───── Extracted records

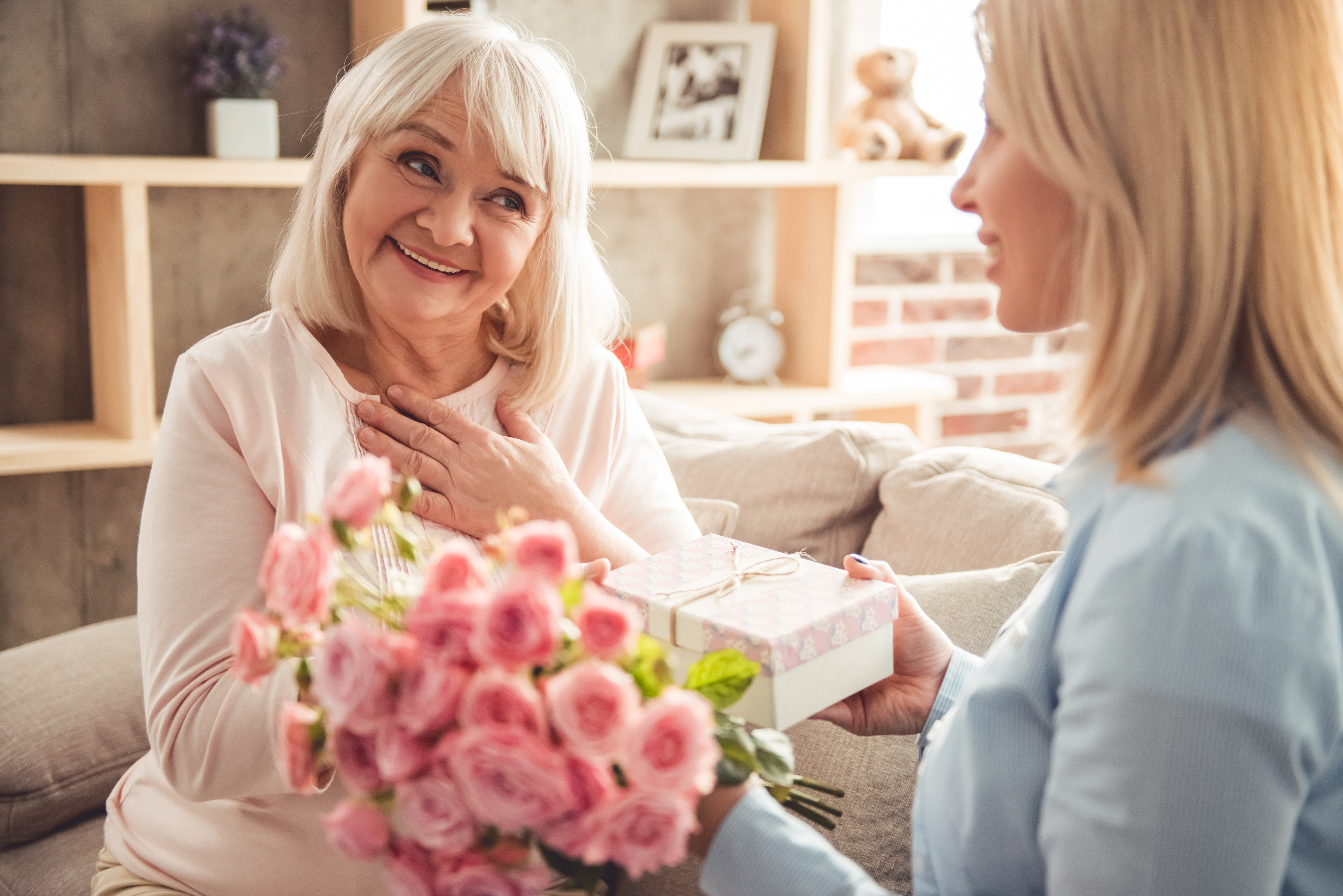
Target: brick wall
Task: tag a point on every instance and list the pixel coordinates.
(937, 312)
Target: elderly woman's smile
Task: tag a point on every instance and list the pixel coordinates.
(437, 232)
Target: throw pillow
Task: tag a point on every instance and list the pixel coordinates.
(965, 508)
(801, 487)
(714, 516)
(72, 722)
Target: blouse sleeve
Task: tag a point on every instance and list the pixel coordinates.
(617, 461)
(205, 527)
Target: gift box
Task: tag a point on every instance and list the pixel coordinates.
(819, 635)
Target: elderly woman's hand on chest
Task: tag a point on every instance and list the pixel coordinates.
(464, 467)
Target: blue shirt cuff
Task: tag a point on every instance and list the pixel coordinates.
(762, 851)
(963, 664)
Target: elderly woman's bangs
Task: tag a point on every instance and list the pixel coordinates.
(526, 120)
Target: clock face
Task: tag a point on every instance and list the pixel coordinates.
(750, 350)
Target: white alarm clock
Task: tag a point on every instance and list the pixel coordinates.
(750, 347)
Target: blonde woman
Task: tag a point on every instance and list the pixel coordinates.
(437, 284)
(1165, 714)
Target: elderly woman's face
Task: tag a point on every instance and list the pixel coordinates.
(437, 232)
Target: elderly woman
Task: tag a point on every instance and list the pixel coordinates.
(437, 300)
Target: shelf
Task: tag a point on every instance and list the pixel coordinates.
(49, 448)
(621, 174)
(155, 171)
(864, 391)
(171, 171)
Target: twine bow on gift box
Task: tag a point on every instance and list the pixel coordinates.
(766, 567)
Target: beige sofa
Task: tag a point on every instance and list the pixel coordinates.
(972, 527)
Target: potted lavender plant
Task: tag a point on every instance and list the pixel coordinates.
(232, 61)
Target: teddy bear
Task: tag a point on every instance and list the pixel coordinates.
(890, 124)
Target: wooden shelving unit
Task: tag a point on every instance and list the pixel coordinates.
(813, 254)
(900, 396)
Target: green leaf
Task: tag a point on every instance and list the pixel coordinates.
(304, 675)
(722, 676)
(571, 593)
(739, 757)
(346, 535)
(406, 549)
(649, 667)
(581, 876)
(774, 755)
(409, 494)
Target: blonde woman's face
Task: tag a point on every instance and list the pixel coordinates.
(1028, 228)
(437, 232)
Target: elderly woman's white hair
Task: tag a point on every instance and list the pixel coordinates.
(520, 97)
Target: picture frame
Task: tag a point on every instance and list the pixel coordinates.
(702, 92)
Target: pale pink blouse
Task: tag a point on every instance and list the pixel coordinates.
(260, 421)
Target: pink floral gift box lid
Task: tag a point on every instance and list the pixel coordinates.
(778, 609)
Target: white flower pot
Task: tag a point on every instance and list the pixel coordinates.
(242, 128)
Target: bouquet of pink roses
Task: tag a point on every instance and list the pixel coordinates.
(498, 738)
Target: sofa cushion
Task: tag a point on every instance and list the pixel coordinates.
(879, 773)
(714, 516)
(60, 864)
(801, 487)
(72, 722)
(965, 508)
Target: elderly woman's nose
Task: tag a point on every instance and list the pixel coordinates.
(963, 191)
(449, 221)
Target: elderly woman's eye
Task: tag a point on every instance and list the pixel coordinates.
(422, 167)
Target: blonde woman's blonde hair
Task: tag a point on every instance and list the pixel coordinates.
(520, 97)
(1203, 146)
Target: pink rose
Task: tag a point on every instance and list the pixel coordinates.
(642, 832)
(498, 698)
(510, 778)
(358, 829)
(593, 788)
(256, 639)
(296, 758)
(352, 675)
(520, 625)
(593, 707)
(457, 565)
(299, 573)
(407, 868)
(610, 627)
(356, 761)
(436, 815)
(445, 623)
(430, 694)
(544, 549)
(359, 492)
(401, 755)
(672, 746)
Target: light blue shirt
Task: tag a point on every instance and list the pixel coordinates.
(1162, 717)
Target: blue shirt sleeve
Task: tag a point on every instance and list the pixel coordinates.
(963, 664)
(762, 851)
(1187, 772)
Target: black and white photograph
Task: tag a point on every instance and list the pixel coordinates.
(702, 92)
(702, 89)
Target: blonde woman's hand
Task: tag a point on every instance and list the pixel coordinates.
(471, 474)
(899, 704)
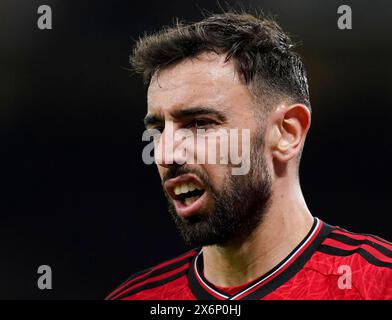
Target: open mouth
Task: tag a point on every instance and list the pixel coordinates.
(188, 194)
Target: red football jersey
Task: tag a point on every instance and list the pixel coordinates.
(329, 263)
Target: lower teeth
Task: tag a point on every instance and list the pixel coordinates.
(189, 201)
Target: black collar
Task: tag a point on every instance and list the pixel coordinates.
(260, 287)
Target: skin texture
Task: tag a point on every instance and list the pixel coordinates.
(208, 80)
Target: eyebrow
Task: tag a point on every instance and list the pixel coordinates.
(153, 119)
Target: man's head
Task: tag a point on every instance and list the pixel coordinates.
(229, 71)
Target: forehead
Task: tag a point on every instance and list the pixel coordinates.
(206, 80)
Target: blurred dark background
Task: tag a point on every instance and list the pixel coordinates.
(75, 193)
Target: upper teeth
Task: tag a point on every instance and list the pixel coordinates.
(185, 187)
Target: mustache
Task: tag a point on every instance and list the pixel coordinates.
(176, 171)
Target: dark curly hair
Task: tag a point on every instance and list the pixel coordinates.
(260, 49)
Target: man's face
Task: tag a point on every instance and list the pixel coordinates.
(208, 203)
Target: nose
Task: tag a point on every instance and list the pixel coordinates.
(168, 149)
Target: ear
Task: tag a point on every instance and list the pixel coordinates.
(291, 124)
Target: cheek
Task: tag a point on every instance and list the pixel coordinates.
(216, 175)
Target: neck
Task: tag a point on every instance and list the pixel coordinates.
(286, 222)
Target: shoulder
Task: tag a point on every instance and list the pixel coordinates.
(364, 259)
(154, 277)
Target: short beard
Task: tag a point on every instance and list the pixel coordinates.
(236, 210)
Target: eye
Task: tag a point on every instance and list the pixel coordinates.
(201, 123)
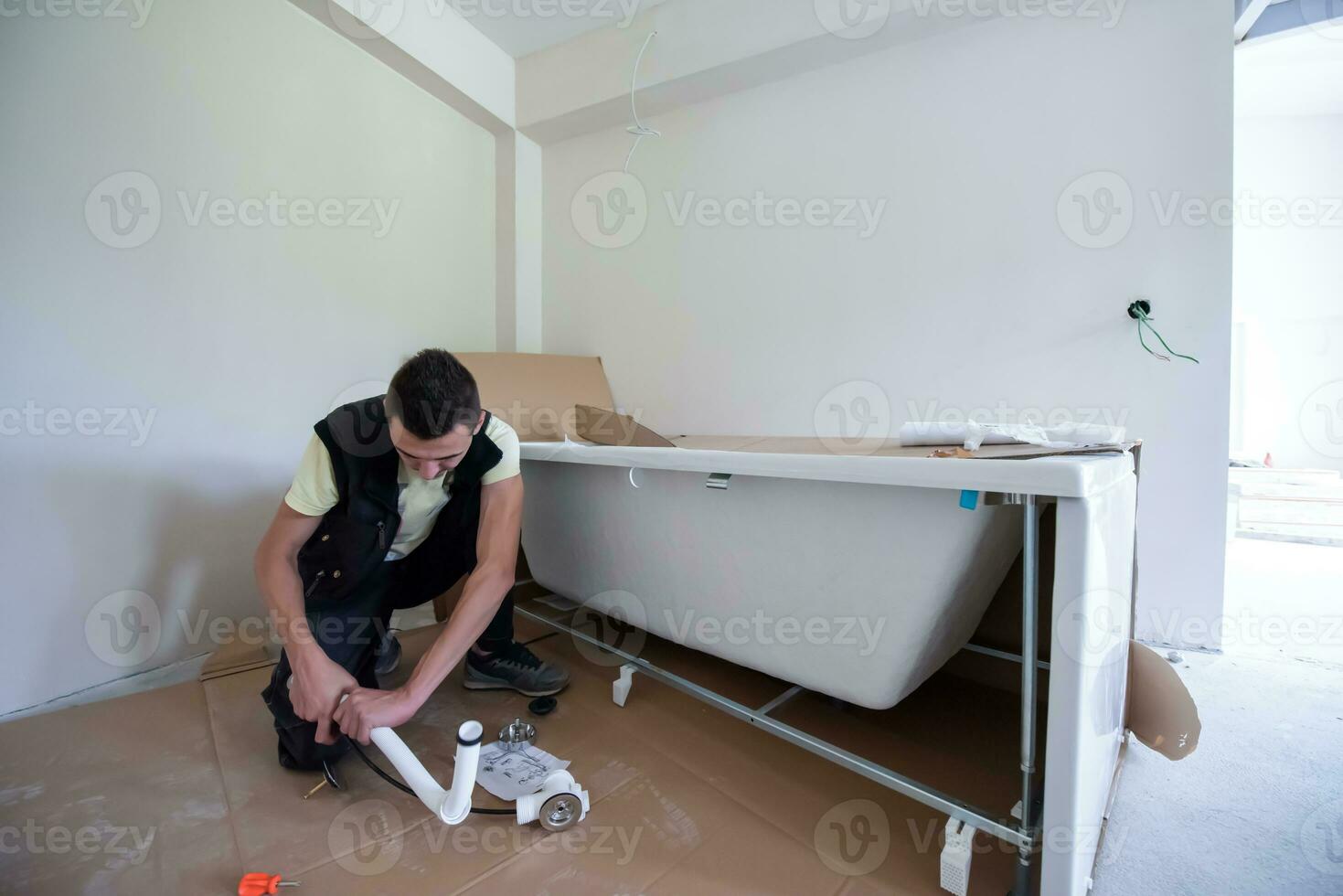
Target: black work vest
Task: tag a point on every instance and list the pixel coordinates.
(355, 535)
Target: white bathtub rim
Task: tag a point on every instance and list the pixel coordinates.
(1062, 475)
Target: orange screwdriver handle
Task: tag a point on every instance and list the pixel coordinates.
(260, 884)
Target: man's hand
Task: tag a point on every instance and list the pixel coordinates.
(315, 690)
(367, 709)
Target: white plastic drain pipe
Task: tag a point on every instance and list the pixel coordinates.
(452, 806)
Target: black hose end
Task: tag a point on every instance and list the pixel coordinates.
(543, 706)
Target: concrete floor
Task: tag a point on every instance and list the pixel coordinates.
(1259, 807)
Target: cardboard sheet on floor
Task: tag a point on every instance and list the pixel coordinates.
(682, 797)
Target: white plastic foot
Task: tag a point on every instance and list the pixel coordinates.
(955, 858)
(621, 688)
(558, 805)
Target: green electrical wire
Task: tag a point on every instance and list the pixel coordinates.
(1143, 320)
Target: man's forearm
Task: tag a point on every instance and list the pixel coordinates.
(481, 598)
(282, 590)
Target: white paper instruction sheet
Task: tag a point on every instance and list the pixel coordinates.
(513, 774)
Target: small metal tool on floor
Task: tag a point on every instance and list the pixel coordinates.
(517, 735)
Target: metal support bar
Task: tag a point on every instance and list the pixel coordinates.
(1029, 652)
(979, 818)
(1004, 655)
(778, 701)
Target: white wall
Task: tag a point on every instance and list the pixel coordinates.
(970, 294)
(235, 337)
(1288, 271)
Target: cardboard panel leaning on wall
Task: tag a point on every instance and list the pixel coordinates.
(538, 394)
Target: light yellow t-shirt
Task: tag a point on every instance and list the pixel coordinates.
(420, 501)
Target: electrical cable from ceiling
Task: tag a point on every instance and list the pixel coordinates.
(638, 129)
(1140, 312)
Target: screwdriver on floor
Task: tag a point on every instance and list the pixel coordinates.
(261, 884)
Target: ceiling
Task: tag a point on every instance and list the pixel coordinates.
(1296, 74)
(521, 27)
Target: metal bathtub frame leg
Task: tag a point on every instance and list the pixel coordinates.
(1029, 656)
(1019, 835)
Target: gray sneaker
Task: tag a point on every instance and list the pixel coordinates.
(515, 667)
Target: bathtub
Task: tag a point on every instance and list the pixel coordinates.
(838, 574)
(819, 539)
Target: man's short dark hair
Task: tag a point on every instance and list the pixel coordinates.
(432, 394)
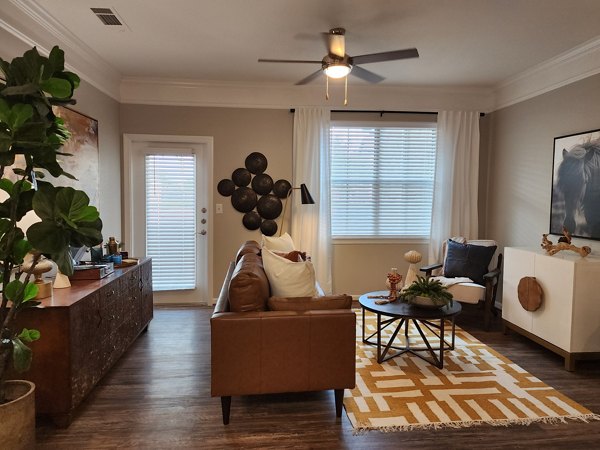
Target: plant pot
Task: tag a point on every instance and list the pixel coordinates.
(17, 417)
(425, 302)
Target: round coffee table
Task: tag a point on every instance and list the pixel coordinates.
(431, 318)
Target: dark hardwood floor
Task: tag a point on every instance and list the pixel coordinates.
(158, 396)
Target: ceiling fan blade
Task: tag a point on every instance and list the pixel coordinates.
(290, 60)
(311, 77)
(386, 56)
(366, 75)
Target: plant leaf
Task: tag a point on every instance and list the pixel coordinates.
(29, 335)
(22, 356)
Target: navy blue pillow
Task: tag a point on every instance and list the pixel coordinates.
(467, 260)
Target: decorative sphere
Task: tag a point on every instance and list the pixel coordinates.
(256, 162)
(244, 199)
(262, 183)
(269, 207)
(412, 256)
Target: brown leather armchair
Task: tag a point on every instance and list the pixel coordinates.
(262, 352)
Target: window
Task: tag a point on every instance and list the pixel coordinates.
(382, 180)
(171, 220)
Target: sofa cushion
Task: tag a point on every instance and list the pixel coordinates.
(249, 287)
(310, 303)
(247, 247)
(287, 278)
(468, 260)
(283, 243)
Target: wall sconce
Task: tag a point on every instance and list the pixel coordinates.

──────────

### Written problem
Please render the items above as a JSON list of strings, one per line, covering the line containing "Target: electrical cable from ceiling" through the last line of the items, inclusive. Skip blank lines and leave the pictures out.

### Response for this exercise
[
  "Target: electrical cable from ceiling",
  "Task: tag a point on every instance and list the pixel coordinates.",
  "(638, 129)",
  "(1140, 312)",
  "Target: screwdriver on floor",
  "Task: tag a point on every instance and list the pixel coordinates.",
  "(261, 884)",
  "Target: ceiling",
  "Task: tag a point on every instance and list the pixel coordinates.",
  "(1296, 74)",
  "(521, 27)",
  "Target: metal bathtub frame leg",
  "Task: tag a point on every instance and list the pixel coordinates.",
  "(1029, 656)",
  "(1019, 835)",
  "Target: gray sneaker",
  "Task: tag a point on every instance and list the pixel coordinates.",
  "(515, 667)",
  "Target: bathtub",
  "Task: tag a point on every instance and list the pixel coordinates.",
  "(838, 574)",
  "(819, 539)",
  "Target: man's short dark hair",
  "Task: tag a point on every instance and list the pixel coordinates.",
  "(432, 394)",
  "Target: plant pot",
  "Task: tag a point on every instance and list the pixel coordinates.",
  "(17, 417)",
  "(425, 302)",
  "Target: round coffee table",
  "Task: tag a point on every instance and list the pixel coordinates.",
  "(431, 318)",
  "Target: dark hardwood floor",
  "Task: tag a point on every instance and list the pixel coordinates.",
  "(158, 396)",
  "Target: ceiling fan blade",
  "Task: tag a point on every instance and list the pixel coordinates.",
  "(290, 60)",
  "(311, 77)",
  "(386, 56)",
  "(366, 75)",
  "Target: plant leaf",
  "Task: tag a point on every instance and list the pixel coordinates.",
  "(29, 335)",
  "(22, 356)",
  "Target: navy blue pillow",
  "Task: tag a point on every instance and list the pixel coordinates.",
  "(467, 260)",
  "Target: decorative sphere",
  "Task: tag a point on every instance and list the pixel coordinates.",
  "(256, 162)",
  "(244, 199)",
  "(262, 183)",
  "(269, 207)",
  "(412, 256)",
  "Target: brown leather armchair",
  "Task: tag a point on every instance and list the pixel coordinates.",
  "(262, 352)",
  "Target: window",
  "Task: tag a point on every instance and list the pixel coordinates.",
  "(382, 180)",
  "(171, 220)",
  "Target: sofa cushion",
  "Task: tag a point on every instance and list the pixel coordinates.",
  "(249, 287)",
  "(310, 303)",
  "(247, 247)",
  "(287, 278)",
  "(468, 260)",
  "(283, 243)",
  "Target: wall sconce",
  "Task: tag a point on every instance and list the pixel coordinates."
]